SUPPLIED MATERIAL:
....

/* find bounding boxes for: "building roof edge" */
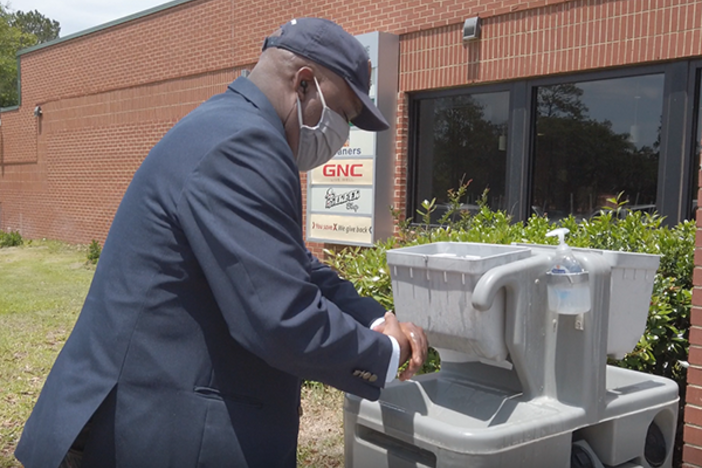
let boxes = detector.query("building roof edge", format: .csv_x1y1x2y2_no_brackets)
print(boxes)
17,0,196,56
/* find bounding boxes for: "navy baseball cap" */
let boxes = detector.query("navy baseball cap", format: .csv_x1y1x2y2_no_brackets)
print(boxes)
262,18,390,132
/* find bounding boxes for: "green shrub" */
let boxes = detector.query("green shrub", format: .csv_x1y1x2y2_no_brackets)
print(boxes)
0,229,23,247
327,189,692,465
87,239,102,265
326,190,692,385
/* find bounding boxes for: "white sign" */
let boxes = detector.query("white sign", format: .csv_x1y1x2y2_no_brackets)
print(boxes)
310,186,374,215
305,31,398,246
310,159,374,185
308,214,373,245
336,128,376,158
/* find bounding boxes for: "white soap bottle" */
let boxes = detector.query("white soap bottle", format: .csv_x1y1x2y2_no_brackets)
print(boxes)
545,228,591,315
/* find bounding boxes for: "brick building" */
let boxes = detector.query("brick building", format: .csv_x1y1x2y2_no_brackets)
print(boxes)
1,0,702,465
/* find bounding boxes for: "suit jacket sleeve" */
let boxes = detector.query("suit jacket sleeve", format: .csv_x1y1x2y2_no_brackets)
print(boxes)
306,251,386,328
176,123,392,400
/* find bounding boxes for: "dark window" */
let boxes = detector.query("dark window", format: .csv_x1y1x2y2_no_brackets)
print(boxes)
691,70,702,219
412,91,509,222
407,62,700,226
531,74,665,221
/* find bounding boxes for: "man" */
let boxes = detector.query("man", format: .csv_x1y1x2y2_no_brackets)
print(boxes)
15,17,428,468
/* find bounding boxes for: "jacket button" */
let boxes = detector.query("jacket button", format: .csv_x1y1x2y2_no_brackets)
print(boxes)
369,374,378,382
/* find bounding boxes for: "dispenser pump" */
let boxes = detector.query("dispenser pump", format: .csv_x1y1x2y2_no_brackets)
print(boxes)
546,228,583,274
545,228,590,315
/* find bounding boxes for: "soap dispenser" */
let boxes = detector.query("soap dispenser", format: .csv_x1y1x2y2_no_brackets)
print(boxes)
545,228,591,315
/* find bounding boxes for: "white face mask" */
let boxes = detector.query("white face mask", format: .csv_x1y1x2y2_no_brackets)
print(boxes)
295,77,350,172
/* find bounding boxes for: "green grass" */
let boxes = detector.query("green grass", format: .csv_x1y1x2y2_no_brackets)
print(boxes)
0,241,345,467
0,241,94,467
297,383,344,467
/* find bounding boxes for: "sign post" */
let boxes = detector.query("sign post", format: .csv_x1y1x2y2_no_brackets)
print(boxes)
306,31,399,246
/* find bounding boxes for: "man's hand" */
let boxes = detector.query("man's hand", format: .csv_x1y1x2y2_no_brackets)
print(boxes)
376,312,428,381
397,320,428,381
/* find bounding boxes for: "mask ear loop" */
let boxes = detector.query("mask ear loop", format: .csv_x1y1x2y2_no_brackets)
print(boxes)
297,76,326,129
313,76,327,107
296,94,304,129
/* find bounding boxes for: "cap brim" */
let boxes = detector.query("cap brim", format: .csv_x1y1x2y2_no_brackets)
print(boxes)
347,79,390,131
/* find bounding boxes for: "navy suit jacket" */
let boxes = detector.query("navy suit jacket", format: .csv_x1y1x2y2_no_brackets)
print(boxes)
15,77,392,468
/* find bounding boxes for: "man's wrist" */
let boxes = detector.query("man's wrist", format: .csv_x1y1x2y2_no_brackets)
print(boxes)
384,335,401,384
370,316,385,330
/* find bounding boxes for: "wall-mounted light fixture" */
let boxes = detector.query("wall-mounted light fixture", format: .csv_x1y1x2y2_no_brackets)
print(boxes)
628,95,640,145
33,106,42,117
463,16,482,43
498,134,507,151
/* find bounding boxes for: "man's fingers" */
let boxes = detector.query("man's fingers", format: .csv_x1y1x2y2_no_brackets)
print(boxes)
398,322,428,381
380,314,429,381
381,311,411,365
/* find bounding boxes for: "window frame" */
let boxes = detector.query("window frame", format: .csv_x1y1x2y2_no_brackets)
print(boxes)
686,61,702,220
526,65,669,222
407,60,700,225
407,82,517,221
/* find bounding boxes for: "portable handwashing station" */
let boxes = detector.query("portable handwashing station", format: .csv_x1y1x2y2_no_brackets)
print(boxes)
344,237,678,468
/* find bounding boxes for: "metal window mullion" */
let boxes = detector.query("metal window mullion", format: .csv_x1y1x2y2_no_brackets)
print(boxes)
657,61,690,225
505,81,530,222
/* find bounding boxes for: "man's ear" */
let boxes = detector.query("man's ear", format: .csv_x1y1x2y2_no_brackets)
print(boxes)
294,67,315,101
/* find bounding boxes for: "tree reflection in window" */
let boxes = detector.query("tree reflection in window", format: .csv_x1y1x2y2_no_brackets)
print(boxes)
415,92,509,223
532,75,663,221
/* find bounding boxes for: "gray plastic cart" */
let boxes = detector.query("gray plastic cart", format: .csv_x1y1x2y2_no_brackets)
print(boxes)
344,242,678,468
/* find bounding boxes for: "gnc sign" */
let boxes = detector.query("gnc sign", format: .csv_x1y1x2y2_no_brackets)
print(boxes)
311,159,374,185
322,163,363,177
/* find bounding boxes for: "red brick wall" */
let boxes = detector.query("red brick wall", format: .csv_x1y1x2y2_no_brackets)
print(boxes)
2,0,702,461
0,0,238,242
4,0,702,243
689,181,702,467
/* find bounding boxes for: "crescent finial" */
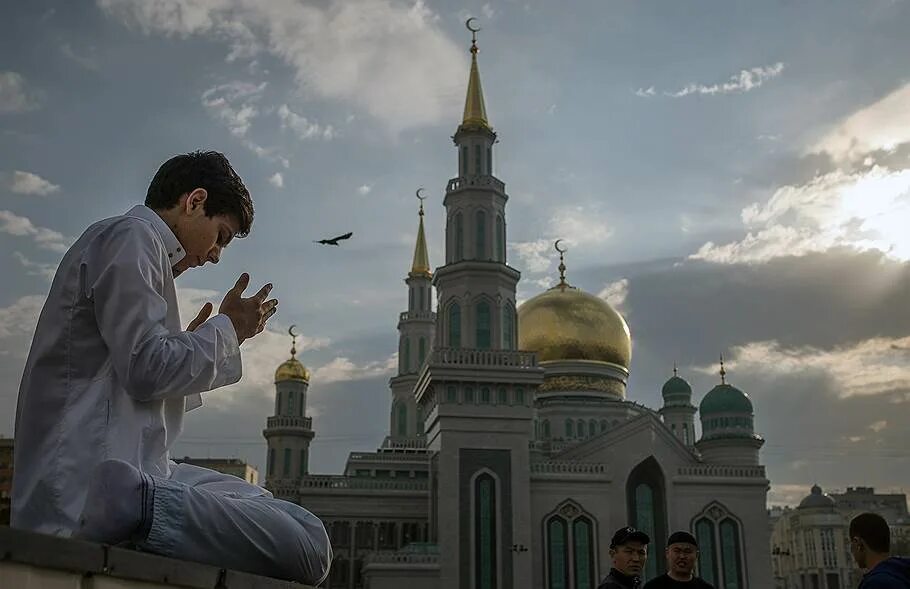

....

THE TASK: All lines in the records that contain "brick" are to be copied and returned.

EXERCISE ANSWER:
/* find bounding boxes for: "brick building" */
let boxes = detector.query("brick building", format: .csv_x1y1x2y2_no_brackets)
/* find bounding boxes for: "red brick wall" */
let boxes = detector.query("red brick wall", format: .csv_x1y1x2y2_no_brackets)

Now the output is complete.